TASK INSTRUCTIONS: Give back, unchanged, each line from the one containing "Could you please indicate the black bag" through the last line of the entries below.

** start **

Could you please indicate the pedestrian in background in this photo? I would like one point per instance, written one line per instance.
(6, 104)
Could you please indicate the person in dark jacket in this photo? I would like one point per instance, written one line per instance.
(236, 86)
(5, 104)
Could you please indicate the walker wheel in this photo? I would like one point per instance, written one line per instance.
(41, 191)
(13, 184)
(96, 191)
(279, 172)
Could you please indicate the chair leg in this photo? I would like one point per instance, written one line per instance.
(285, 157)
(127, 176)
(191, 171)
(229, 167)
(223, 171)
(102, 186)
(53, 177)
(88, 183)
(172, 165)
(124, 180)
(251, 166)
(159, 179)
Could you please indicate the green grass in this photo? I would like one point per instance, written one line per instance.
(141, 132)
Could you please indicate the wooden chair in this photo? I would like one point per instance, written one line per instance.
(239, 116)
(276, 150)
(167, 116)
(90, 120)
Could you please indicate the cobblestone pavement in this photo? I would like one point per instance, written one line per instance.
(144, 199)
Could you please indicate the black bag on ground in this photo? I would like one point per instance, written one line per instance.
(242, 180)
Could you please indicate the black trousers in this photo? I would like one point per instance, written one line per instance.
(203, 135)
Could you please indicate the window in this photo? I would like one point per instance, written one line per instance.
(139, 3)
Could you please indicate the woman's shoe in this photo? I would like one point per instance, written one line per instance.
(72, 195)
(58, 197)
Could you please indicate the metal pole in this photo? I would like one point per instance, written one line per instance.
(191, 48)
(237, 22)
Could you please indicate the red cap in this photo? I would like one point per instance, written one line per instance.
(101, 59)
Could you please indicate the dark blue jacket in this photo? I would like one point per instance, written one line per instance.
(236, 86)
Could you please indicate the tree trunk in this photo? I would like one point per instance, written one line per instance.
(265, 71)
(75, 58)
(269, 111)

** end **

RESPONSE BELOW:
Could you please indicate the black bag on ground in this photo? I would like one point per instance, written one line per instance.
(242, 180)
Could you please indicate the black trousers in this photo? I would like one point per instance, written one line per instance.
(203, 135)
Could you please indicate the window in this photo? I would like one point per instance, written one line per instance.
(139, 3)
Could you please indicate the woman's shoe in this photo? I would like one point per instance, written one line per instance.
(72, 195)
(58, 197)
Could you please indicate the metal pole in this photo? I would like one point per instance, written one line per instance.
(191, 48)
(237, 22)
Could you please indicate the red cap in this photo? I would like one point per instance, written one line per instance.
(101, 59)
Could you please indicate the dark blue jacket in this photo? I would like one point per instance, written one line per instance.
(236, 86)
Could you please indicate the tree trunk in this photo? I would like one point per instance, written one line per instance.
(265, 71)
(75, 58)
(269, 111)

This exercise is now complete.